-- Start Data to process --

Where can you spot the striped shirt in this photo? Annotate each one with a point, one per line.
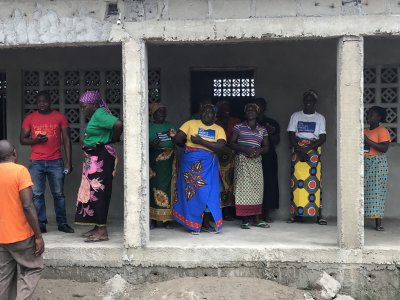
(248, 137)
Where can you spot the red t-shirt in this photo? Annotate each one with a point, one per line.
(51, 125)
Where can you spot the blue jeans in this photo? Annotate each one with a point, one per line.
(53, 169)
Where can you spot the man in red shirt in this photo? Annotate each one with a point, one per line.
(21, 241)
(43, 130)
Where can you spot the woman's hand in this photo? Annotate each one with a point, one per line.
(367, 140)
(172, 132)
(154, 143)
(270, 129)
(256, 152)
(196, 139)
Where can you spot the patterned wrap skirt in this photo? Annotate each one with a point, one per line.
(226, 167)
(305, 183)
(197, 189)
(162, 183)
(94, 193)
(248, 186)
(375, 185)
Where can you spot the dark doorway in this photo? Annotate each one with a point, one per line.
(237, 87)
(3, 103)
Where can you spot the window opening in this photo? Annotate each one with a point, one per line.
(236, 87)
(3, 107)
(381, 87)
(65, 87)
(154, 85)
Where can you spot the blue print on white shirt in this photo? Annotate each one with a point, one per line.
(206, 133)
(306, 126)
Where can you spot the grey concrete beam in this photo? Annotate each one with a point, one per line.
(350, 141)
(263, 28)
(136, 168)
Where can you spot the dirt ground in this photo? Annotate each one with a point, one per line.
(184, 288)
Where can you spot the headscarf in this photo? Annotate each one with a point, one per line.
(380, 111)
(153, 107)
(311, 93)
(93, 97)
(251, 104)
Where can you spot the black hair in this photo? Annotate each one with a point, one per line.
(311, 93)
(380, 111)
(43, 94)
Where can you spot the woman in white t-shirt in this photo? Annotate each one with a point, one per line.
(307, 134)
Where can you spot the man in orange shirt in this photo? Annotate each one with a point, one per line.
(21, 241)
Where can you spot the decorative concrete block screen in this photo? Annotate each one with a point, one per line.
(234, 87)
(381, 87)
(65, 87)
(3, 101)
(154, 85)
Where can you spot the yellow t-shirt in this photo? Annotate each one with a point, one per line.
(211, 133)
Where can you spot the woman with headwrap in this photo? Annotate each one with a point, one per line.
(376, 143)
(307, 134)
(250, 141)
(102, 130)
(162, 167)
(226, 160)
(198, 176)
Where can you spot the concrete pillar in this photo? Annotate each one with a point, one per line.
(136, 170)
(350, 142)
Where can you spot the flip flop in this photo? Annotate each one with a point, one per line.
(261, 224)
(209, 230)
(95, 239)
(245, 226)
(86, 234)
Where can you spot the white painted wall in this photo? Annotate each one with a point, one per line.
(283, 70)
(13, 61)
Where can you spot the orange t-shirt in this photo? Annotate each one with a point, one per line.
(14, 226)
(377, 135)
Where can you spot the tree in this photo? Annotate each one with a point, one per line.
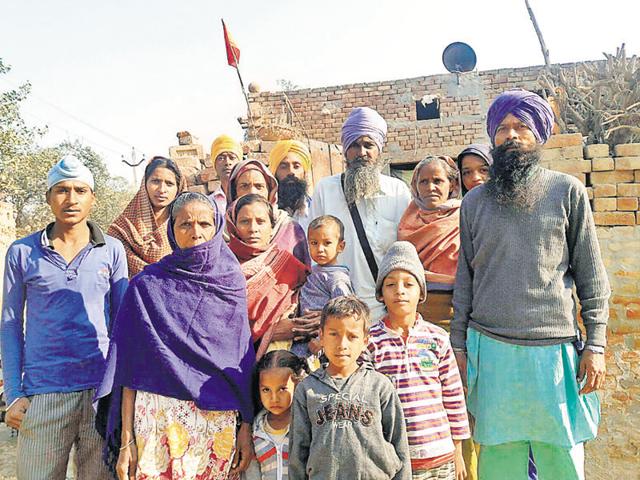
(287, 85)
(15, 136)
(601, 100)
(24, 166)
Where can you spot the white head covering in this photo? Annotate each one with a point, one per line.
(69, 168)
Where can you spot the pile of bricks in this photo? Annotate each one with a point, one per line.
(613, 181)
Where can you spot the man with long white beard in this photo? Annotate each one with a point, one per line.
(527, 239)
(290, 163)
(364, 200)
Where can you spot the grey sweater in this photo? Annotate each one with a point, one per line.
(352, 429)
(517, 270)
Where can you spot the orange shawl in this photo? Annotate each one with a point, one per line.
(145, 240)
(436, 236)
(434, 233)
(274, 276)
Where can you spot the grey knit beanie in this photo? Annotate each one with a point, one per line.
(402, 256)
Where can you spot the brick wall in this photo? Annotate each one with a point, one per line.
(463, 101)
(616, 451)
(613, 184)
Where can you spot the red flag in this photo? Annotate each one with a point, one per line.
(233, 52)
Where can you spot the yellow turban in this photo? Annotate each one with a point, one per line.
(285, 147)
(224, 143)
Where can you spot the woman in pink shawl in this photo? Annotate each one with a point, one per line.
(431, 224)
(253, 176)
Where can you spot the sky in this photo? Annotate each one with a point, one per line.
(123, 74)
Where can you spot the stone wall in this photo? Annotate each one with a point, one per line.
(463, 103)
(7, 231)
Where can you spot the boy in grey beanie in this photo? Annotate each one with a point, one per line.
(418, 356)
(402, 256)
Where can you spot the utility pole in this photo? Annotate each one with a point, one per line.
(133, 164)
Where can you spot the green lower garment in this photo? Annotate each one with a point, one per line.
(509, 462)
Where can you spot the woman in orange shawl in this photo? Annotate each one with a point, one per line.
(432, 224)
(274, 275)
(142, 226)
(253, 177)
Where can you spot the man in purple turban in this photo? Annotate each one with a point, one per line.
(378, 201)
(527, 240)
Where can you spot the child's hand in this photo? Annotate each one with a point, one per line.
(458, 460)
(307, 325)
(244, 450)
(314, 346)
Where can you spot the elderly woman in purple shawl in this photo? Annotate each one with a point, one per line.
(180, 360)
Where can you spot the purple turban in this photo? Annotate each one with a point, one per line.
(528, 107)
(363, 121)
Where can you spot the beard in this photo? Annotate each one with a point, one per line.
(292, 194)
(361, 180)
(512, 178)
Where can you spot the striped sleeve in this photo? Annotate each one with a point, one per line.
(453, 394)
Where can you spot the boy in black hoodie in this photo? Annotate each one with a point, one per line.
(347, 419)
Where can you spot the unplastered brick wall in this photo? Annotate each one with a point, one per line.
(7, 231)
(612, 177)
(463, 102)
(615, 453)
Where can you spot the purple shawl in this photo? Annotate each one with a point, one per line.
(527, 106)
(182, 332)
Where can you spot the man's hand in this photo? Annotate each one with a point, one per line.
(285, 326)
(15, 413)
(458, 460)
(244, 450)
(308, 325)
(127, 462)
(461, 360)
(593, 366)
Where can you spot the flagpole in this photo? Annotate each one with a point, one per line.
(244, 92)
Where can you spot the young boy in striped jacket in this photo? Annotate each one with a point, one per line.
(418, 358)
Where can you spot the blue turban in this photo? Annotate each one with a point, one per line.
(528, 107)
(363, 121)
(69, 168)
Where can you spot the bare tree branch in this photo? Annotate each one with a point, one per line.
(543, 46)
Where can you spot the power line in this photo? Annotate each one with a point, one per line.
(72, 116)
(68, 131)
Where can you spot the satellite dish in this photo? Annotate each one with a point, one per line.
(459, 57)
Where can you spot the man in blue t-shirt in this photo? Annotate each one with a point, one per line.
(62, 288)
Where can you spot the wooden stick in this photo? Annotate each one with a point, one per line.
(543, 46)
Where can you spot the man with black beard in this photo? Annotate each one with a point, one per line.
(527, 239)
(378, 200)
(290, 163)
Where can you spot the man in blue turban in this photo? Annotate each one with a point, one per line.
(63, 286)
(527, 240)
(378, 200)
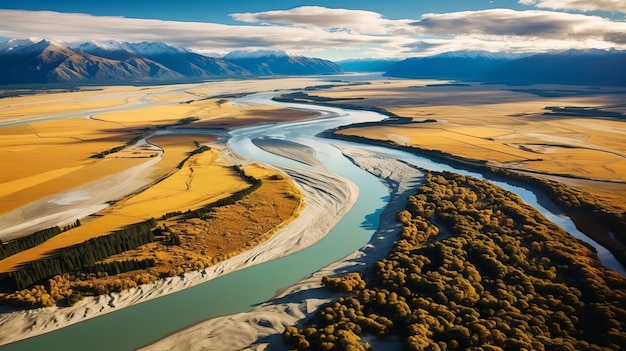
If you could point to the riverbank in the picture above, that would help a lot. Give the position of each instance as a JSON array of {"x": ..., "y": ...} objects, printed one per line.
[
  {"x": 262, "y": 327},
  {"x": 327, "y": 198}
]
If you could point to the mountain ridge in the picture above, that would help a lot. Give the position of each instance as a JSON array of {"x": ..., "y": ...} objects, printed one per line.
[{"x": 30, "y": 61}]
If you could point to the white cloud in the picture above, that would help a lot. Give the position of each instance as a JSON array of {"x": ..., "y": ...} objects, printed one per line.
[
  {"x": 506, "y": 23},
  {"x": 325, "y": 32},
  {"x": 354, "y": 21},
  {"x": 580, "y": 5},
  {"x": 200, "y": 36}
]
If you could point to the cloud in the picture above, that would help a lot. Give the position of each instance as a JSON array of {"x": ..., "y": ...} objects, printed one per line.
[
  {"x": 326, "y": 32},
  {"x": 579, "y": 5},
  {"x": 532, "y": 24},
  {"x": 71, "y": 27},
  {"x": 354, "y": 21}
]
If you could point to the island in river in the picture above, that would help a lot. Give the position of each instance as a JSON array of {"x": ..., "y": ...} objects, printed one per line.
[{"x": 516, "y": 112}]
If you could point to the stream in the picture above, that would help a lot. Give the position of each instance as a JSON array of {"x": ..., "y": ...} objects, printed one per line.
[{"x": 239, "y": 291}]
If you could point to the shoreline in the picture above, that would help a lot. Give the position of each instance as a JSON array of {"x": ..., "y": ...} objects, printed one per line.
[
  {"x": 262, "y": 327},
  {"x": 327, "y": 197}
]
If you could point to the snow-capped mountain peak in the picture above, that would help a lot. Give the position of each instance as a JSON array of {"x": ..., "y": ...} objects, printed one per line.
[
  {"x": 473, "y": 54},
  {"x": 142, "y": 48},
  {"x": 28, "y": 45},
  {"x": 248, "y": 54}
]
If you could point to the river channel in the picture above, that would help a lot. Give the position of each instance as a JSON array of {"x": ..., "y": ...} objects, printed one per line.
[{"x": 239, "y": 291}]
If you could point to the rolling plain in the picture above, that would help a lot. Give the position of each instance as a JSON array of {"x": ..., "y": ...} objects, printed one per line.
[{"x": 115, "y": 156}]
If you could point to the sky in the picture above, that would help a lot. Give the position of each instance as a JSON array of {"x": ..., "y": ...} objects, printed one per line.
[{"x": 334, "y": 30}]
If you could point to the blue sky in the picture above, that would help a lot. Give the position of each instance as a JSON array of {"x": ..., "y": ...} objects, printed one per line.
[{"x": 328, "y": 29}]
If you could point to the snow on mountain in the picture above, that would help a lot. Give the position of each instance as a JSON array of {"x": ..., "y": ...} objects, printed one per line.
[
  {"x": 472, "y": 54},
  {"x": 23, "y": 46},
  {"x": 142, "y": 48},
  {"x": 16, "y": 44},
  {"x": 249, "y": 54}
]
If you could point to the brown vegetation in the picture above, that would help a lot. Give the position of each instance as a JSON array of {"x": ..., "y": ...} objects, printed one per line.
[
  {"x": 475, "y": 269},
  {"x": 185, "y": 244}
]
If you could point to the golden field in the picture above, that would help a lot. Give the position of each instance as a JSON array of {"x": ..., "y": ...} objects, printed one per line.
[
  {"x": 508, "y": 127},
  {"x": 47, "y": 144}
]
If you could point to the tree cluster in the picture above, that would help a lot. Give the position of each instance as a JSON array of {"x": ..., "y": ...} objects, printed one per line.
[
  {"x": 12, "y": 247},
  {"x": 81, "y": 256},
  {"x": 475, "y": 269}
]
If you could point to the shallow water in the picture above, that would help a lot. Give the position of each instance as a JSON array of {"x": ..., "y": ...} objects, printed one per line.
[{"x": 141, "y": 324}]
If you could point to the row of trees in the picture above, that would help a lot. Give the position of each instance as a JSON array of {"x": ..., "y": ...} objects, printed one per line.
[
  {"x": 229, "y": 200},
  {"x": 12, "y": 247},
  {"x": 474, "y": 268},
  {"x": 82, "y": 256}
]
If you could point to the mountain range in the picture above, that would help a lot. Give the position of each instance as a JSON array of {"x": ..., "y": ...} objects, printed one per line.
[
  {"x": 585, "y": 67},
  {"x": 49, "y": 61},
  {"x": 109, "y": 62}
]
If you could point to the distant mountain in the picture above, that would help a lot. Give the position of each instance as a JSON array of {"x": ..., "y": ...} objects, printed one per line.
[
  {"x": 280, "y": 63},
  {"x": 45, "y": 61},
  {"x": 48, "y": 61},
  {"x": 588, "y": 67},
  {"x": 367, "y": 65},
  {"x": 182, "y": 61},
  {"x": 453, "y": 65}
]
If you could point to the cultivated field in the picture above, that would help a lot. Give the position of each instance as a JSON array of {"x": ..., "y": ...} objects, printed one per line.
[
  {"x": 514, "y": 128},
  {"x": 147, "y": 153}
]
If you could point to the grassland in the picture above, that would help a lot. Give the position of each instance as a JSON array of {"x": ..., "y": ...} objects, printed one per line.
[
  {"x": 578, "y": 157},
  {"x": 59, "y": 142}
]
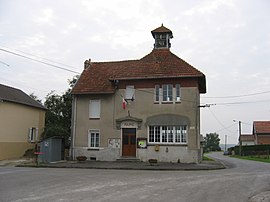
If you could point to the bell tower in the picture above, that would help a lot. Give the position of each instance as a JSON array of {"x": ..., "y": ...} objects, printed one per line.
[{"x": 162, "y": 36}]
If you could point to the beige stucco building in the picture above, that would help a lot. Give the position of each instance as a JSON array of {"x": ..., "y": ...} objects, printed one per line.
[
  {"x": 22, "y": 121},
  {"x": 142, "y": 109}
]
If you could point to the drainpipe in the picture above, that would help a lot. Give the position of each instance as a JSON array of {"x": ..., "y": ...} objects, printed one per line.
[{"x": 74, "y": 120}]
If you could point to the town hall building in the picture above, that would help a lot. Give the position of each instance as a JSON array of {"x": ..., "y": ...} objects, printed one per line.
[{"x": 139, "y": 109}]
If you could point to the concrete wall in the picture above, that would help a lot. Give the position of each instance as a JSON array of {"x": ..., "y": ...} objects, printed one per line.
[
  {"x": 15, "y": 121},
  {"x": 263, "y": 139},
  {"x": 142, "y": 108}
]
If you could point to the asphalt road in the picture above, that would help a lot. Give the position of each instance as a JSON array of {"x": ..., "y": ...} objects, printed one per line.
[{"x": 240, "y": 182}]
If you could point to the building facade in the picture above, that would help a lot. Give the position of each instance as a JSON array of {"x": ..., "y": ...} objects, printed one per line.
[
  {"x": 143, "y": 109},
  {"x": 261, "y": 132},
  {"x": 22, "y": 121}
]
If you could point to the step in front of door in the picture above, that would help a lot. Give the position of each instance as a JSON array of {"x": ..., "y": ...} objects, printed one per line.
[{"x": 128, "y": 159}]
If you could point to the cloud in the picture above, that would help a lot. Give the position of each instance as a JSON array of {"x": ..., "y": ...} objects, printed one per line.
[{"x": 45, "y": 16}]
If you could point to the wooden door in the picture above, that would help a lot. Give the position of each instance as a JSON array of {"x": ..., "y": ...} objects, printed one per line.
[{"x": 129, "y": 142}]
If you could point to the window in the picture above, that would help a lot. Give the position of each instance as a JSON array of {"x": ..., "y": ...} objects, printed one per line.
[
  {"x": 93, "y": 138},
  {"x": 94, "y": 109},
  {"x": 33, "y": 134},
  {"x": 156, "y": 93},
  {"x": 130, "y": 93},
  {"x": 167, "y": 92},
  {"x": 177, "y": 92},
  {"x": 167, "y": 134}
]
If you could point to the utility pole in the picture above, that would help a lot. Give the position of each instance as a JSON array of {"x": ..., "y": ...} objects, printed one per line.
[
  {"x": 225, "y": 142},
  {"x": 240, "y": 141}
]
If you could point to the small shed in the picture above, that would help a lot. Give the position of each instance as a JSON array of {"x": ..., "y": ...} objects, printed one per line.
[{"x": 52, "y": 149}]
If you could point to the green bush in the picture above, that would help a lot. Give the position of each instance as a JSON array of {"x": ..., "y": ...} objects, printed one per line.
[{"x": 253, "y": 150}]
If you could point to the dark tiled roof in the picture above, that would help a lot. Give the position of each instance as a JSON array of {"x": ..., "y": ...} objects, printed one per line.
[
  {"x": 160, "y": 63},
  {"x": 15, "y": 95},
  {"x": 261, "y": 126}
]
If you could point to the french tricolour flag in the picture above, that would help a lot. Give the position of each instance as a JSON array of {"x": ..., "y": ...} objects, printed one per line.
[{"x": 124, "y": 104}]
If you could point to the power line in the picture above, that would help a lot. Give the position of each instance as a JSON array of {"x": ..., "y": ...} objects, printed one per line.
[
  {"x": 238, "y": 96},
  {"x": 46, "y": 63},
  {"x": 237, "y": 103},
  {"x": 49, "y": 60}
]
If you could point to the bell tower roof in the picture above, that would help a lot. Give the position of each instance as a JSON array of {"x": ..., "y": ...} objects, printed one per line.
[
  {"x": 162, "y": 36},
  {"x": 162, "y": 29}
]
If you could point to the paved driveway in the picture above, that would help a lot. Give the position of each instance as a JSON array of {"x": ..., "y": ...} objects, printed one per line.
[{"x": 241, "y": 181}]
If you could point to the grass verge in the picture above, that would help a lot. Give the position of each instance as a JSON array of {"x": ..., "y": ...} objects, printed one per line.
[
  {"x": 206, "y": 158},
  {"x": 253, "y": 158}
]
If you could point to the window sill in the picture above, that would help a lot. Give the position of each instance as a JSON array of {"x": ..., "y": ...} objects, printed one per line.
[
  {"x": 166, "y": 144},
  {"x": 93, "y": 149},
  {"x": 167, "y": 102}
]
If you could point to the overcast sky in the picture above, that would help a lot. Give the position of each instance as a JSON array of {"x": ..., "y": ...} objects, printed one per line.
[{"x": 228, "y": 40}]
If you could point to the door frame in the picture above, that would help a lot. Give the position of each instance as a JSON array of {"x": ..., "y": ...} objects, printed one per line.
[{"x": 122, "y": 134}]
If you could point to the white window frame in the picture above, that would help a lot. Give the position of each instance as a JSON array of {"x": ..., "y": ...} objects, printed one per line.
[
  {"x": 94, "y": 109},
  {"x": 96, "y": 133},
  {"x": 177, "y": 93},
  {"x": 157, "y": 94},
  {"x": 165, "y": 88},
  {"x": 168, "y": 135},
  {"x": 33, "y": 134}
]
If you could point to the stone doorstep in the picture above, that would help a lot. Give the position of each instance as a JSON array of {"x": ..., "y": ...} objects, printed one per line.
[{"x": 128, "y": 159}]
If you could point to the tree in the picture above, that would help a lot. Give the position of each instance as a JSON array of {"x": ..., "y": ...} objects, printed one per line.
[
  {"x": 58, "y": 114},
  {"x": 211, "y": 142}
]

-- End Data to process --

In the records above, return only the line that contains "If you could point to the white window" and every line after it through the last, exactly as they appear.

If you could point to the white window frame in the picture above, that would help a lot. Give the position of each instance as a JSON array of {"x": ..., "y": ...} objects, printed one per line.
[
  {"x": 94, "y": 109},
  {"x": 96, "y": 133},
  {"x": 177, "y": 93},
  {"x": 157, "y": 94},
  {"x": 165, "y": 88},
  {"x": 168, "y": 135},
  {"x": 33, "y": 134}
]
If you could point to the stone doorstep in the picture above, that would help a lot. Give the position of each instance as a JSON array of {"x": ..., "y": ...} objects, printed one per line.
[{"x": 128, "y": 159}]
If you could point to the tree in the picture above, that would help a lot. Give the position of each instance as a JSON array of {"x": ..., "y": ...} objects, printed one per line.
[
  {"x": 58, "y": 114},
  {"x": 211, "y": 142}
]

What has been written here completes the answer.